→ **REQUIREMENT**
The listing below must be copied exactly and in full.

→ **SUPPLIED MATERIAL**
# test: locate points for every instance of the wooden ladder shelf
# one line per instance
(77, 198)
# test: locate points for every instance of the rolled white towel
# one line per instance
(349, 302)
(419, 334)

→ **SOLVED PROBLEM**
# test: locate points for every instance of the wooden ladder shelf
# one line per instance
(77, 198)
# test: locate points for every instance of the rolled white towel
# one line per instance
(349, 302)
(419, 334)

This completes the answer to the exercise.